Your task is to repeat, word for word, the line containing "each like [1135,372]." and all lines that follow it to the end of the material, and no other lines.

## start Task material

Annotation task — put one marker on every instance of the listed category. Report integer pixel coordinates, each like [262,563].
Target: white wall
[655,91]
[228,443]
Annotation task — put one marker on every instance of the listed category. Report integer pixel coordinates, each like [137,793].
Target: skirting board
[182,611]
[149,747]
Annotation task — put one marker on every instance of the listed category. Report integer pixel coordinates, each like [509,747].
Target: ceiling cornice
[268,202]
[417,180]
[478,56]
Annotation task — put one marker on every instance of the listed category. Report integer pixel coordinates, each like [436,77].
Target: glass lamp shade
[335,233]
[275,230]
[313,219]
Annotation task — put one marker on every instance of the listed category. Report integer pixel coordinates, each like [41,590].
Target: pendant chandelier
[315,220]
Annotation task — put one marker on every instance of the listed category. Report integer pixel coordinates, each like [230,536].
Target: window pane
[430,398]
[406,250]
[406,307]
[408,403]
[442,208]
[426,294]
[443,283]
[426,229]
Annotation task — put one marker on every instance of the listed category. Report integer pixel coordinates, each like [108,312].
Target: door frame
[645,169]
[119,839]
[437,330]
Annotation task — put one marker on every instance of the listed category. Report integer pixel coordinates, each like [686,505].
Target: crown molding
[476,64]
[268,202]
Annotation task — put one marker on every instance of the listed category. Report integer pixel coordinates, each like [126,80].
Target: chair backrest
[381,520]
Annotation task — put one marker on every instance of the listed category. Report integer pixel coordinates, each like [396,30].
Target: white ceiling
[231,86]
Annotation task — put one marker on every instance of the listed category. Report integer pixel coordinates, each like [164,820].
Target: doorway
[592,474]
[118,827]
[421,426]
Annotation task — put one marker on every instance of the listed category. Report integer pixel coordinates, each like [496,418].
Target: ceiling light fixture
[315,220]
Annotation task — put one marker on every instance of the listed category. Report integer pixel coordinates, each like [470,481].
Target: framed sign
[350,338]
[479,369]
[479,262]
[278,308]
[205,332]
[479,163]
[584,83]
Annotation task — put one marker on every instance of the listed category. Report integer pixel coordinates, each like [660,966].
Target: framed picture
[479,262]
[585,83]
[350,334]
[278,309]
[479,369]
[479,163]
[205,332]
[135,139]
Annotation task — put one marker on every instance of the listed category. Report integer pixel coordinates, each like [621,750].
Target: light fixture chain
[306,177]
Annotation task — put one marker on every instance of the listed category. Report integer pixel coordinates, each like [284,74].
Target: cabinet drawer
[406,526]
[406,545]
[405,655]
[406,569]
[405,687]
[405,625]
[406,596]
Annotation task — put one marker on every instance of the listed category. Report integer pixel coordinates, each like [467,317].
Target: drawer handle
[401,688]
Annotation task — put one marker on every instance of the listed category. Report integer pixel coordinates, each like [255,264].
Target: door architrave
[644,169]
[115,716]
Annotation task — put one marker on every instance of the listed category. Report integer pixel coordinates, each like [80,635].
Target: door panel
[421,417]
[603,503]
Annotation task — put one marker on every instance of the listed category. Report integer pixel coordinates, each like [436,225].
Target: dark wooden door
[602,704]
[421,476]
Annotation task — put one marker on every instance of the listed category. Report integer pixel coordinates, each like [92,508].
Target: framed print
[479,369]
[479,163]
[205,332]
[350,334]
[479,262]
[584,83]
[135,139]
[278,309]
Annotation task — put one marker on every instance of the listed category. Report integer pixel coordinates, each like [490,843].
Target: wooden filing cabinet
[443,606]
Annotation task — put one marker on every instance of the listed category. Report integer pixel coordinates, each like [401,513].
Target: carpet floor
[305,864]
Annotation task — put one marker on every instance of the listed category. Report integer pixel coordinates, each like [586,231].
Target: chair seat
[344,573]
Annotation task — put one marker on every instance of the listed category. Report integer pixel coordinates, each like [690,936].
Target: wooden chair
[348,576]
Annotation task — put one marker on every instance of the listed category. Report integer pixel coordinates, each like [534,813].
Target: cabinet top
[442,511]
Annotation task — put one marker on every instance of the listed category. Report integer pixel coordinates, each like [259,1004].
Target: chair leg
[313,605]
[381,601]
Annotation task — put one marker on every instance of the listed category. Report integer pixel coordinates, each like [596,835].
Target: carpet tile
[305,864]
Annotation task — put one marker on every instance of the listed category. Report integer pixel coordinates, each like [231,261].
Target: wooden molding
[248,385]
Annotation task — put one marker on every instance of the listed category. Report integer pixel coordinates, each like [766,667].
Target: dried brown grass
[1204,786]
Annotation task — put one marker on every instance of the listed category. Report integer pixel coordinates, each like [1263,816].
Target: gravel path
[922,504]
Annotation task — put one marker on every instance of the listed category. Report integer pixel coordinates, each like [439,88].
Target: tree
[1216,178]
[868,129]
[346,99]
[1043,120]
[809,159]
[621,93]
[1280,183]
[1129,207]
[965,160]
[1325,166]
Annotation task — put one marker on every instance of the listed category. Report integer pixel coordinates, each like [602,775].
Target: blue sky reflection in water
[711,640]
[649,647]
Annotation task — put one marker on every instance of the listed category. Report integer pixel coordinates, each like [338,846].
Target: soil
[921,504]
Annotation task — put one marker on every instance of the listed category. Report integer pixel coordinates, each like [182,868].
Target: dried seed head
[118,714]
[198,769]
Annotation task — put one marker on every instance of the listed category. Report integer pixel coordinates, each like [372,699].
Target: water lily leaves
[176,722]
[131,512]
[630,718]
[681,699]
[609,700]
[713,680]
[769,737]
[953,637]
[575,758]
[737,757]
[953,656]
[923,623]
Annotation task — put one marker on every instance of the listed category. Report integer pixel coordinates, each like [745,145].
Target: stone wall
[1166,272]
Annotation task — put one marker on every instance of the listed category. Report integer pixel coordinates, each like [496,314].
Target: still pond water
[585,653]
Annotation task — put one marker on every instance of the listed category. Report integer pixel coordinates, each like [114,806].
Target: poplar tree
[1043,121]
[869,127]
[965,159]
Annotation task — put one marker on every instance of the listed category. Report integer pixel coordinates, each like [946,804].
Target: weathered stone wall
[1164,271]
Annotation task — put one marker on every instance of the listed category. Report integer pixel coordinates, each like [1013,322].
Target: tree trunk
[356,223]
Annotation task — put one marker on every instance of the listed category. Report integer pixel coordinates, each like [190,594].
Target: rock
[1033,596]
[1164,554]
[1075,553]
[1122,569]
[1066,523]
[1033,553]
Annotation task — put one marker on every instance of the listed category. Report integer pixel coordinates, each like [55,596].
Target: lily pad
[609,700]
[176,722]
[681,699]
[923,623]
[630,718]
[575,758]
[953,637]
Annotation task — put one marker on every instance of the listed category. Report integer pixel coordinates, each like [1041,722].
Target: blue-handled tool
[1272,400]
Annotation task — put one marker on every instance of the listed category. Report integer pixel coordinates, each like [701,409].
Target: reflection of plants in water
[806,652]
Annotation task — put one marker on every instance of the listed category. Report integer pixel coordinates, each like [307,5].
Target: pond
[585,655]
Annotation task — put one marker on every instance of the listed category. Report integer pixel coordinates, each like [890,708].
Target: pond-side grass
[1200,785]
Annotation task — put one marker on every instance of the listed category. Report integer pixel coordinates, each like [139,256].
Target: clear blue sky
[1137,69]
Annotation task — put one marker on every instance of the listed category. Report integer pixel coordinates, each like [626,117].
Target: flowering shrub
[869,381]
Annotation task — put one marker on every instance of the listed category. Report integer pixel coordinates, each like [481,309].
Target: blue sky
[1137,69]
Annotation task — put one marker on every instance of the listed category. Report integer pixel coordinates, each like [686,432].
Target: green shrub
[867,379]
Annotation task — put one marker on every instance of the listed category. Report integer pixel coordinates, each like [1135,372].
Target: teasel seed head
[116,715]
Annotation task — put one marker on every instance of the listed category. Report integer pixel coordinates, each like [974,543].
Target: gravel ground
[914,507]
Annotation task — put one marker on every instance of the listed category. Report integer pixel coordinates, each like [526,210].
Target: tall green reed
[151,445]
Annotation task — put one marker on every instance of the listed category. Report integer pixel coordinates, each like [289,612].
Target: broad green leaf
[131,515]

## end Task material

▶ _Response below_
Annotation task — put one marker on every instance of the listed category. Report integer pixel coordinates, each like [1135,372].
Target: teasel seed head
[116,715]
Annotation task — put one marker on every instance of the listed category. Report integer pixel coordinates, each like [974,543].
Target: gravel ground
[914,507]
Annotation task — put one marker on every instance of the listed category. Report integer pixel coordinates, each like [526,210].
Target: tall green reed
[151,445]
Annotation task — put one marker on every instance of the listed category. Report integer pixel coordinates, each like [289,612].
Target: broad green leaf
[131,515]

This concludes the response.